EXERCISE AIM: Continue the Story366 blog post on Eight Mile High, beginning immediately after its last sentence.

Here’s to Monday, Story366! I realize now that we are officially on the last twenty entries of Story366, that we’re winding things down quite efficiently. It’s weird because I’m still looking for books, still ordering a couple that I need to fill in the blanks, still begging presses to unleash their catalogues upon me. Not sure that this is necessary, as I think I have enough books to finish out the year. As I’m going to continue on with Story366 in 2017, and beyond, though to a lesser extent than a daily thing—that’s literally killing me—so those books will come in handy. With all those year-end Best of … lists coming out, it’s hard not to see collections I’ve not read or featured here and have the collector in me think, “I need that!” More on what I’ll do after 2016 coming soon.
For now, however, I want to squeeze in one more week of Bowling Green State University authors, as I have exactly seven more books by BG alum, and if I’m not mistaken, seven makes up a pretty even week. This will be the third week I’m featuring books by authors from my MFA alma mater, an alma mater with a talented and eclectic base to choose from. Today’s author, Jim Ray Daniels, is a great example of that. Jim is one of the nicest guys I’ve met in this whole writing world, always quick with a smile and a nice word, on top of the fact he’s one of the best readers out there—check him out if you haven’t. He’s probably more known for his poetry than his fiction—he’s written a boatload of poetry collections—but today’s book, Eight Mile High, out from Michigan State University Press, is his fourth collection of stories; note, also, that when Jim publishes fiction, he uses his middle name, Ray, and when he publishes poetry, he doesn’t. Now you know that.
I was excited to get into Eight Mile High today as I’d read a few of the stories already—Daniels is in lit mags all the time—including “Survivor’s Guilt,” which I published in Moon City Review a few years ago. I jumped around the collection as I read, pinpointing the stories in the table of contents that had awesome-sounding titles—there were a lot of those: “13 Ways of Looking at My Father in a Bathing Suit (Times 2)”; “Our Lady of No Mercy”; “My Republican Love Affair”; and “Raccoon Heaven” serving as the best examples. Today I’m going to write about “13-Part Story With Mime,” which not only has a tremendously alluring title, but is also a damn good story.
What I love, firstly, about “13-Part Story With Mime” is how local it is for a Bowling Green week. The protagonist in his story is from Toledo (Daniels is from Detroit, Toledo’s dirtier older brother) and goes to school at Black Swamp U, which is code for Bowling Green State University, located in the heart of the Black Swamp region. So there’s all that. There’s also some really nice local Toledo sites that I remember, so the story itself feels like home—I’m picturing my office of many years on campus, in East Hall, the view of the library from out my window. It was a bit of a nostalgic ride, reading this story, and I’m always up for some nostalgia.
The story also includes some mimes, as it takes place in the late seventies and mimes were a thing, instead of like today, when they’re a thing that’s a parody of itself, more or less. Who doesn’t want to read a story about mimes? No matter what you think of them, how much you either appreciate them as artists or wish they would all fall into a crevice and slide into the fiery realm of Hell, they’re fun to read about in a story, right? Once, Karen attended a summer poetry workshop in Iowa City and running at the same time as the creative writing workshops was a mime workshop—mimicry?—and of course all the poems that the poets wrote that week had to do with mimes, mimes everywhere around campus, practicing and such, including an awesome one by Karen, one of my favorites of hers, until the professor put the kibosh on mime poems before someone got murdered and ….

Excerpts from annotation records
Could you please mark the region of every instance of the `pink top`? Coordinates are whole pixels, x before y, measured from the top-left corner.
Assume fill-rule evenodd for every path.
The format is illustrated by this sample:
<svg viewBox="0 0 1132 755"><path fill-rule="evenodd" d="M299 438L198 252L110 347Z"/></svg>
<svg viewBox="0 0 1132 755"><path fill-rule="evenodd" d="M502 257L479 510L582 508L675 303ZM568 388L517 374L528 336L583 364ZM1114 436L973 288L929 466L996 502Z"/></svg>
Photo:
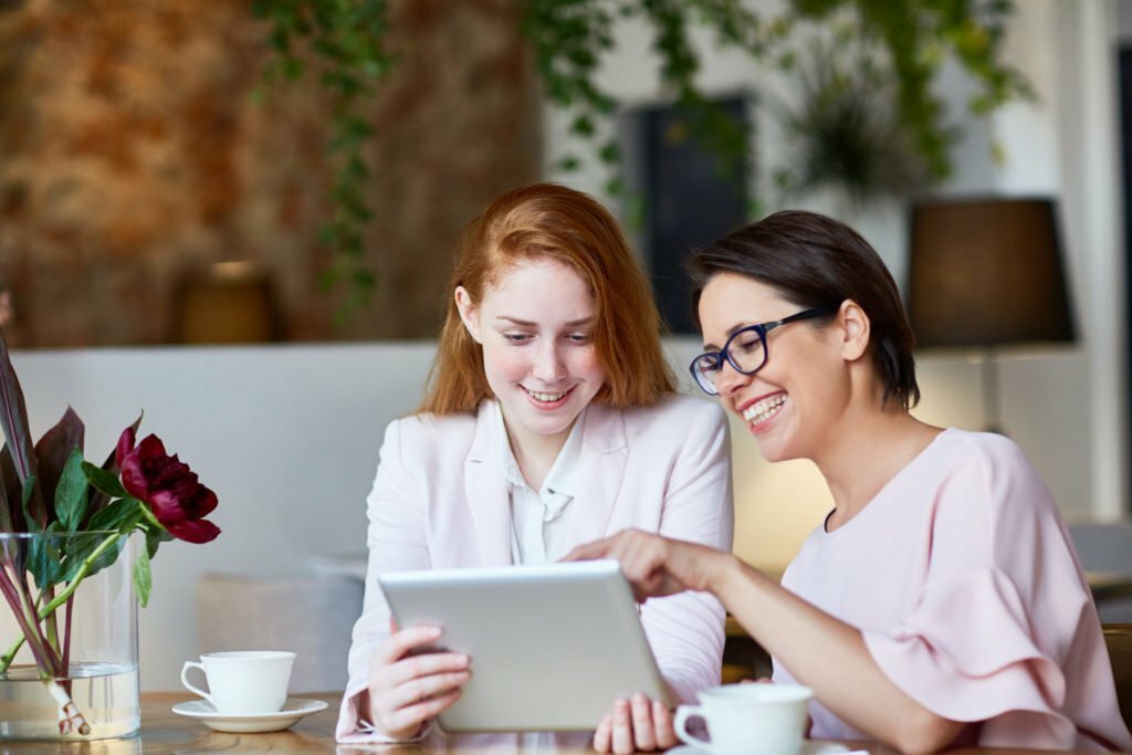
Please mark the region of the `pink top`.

ANSWER BELOW:
Sorry, got lost there in mimes. In any case, Daniels’ story is about this college kid who meets a mime, despite trying to avoid mimes, as she’s selected to work as Muddy the Mud Hen, the mascot for the Triple A Toledo Mud Hens (one of my former students had this job, I remember) and he goes to a game. When you think of it, is the perfect job for a mime, as it’s …. In any case, this kid is infatuated with this girl and does all of the things a young college boy does to impress a girl that he’s sweet on who doesn’t necessarily throw herself at him right away. He lies about being a poet. He starts to read and write poetry. He takes poetry classes. He tries to woo the girl with his poetry. It doesn’t work. So, he’s that kid, that English major, that English major that I certainly was back in Champaign, the kind that I see here, in Springfield in 2016, all the time, the guy trying to impress girls with poetry, and more importantly, poetry identity, drinking trendy beers, smoking, dressing like a homeless person, saying clever things, etc. Karen always notes that “Poetry is sexy” and that poets can always get girls because of that. Not me, and not the kid heading up Daniels’ story. Not so easily, anyway.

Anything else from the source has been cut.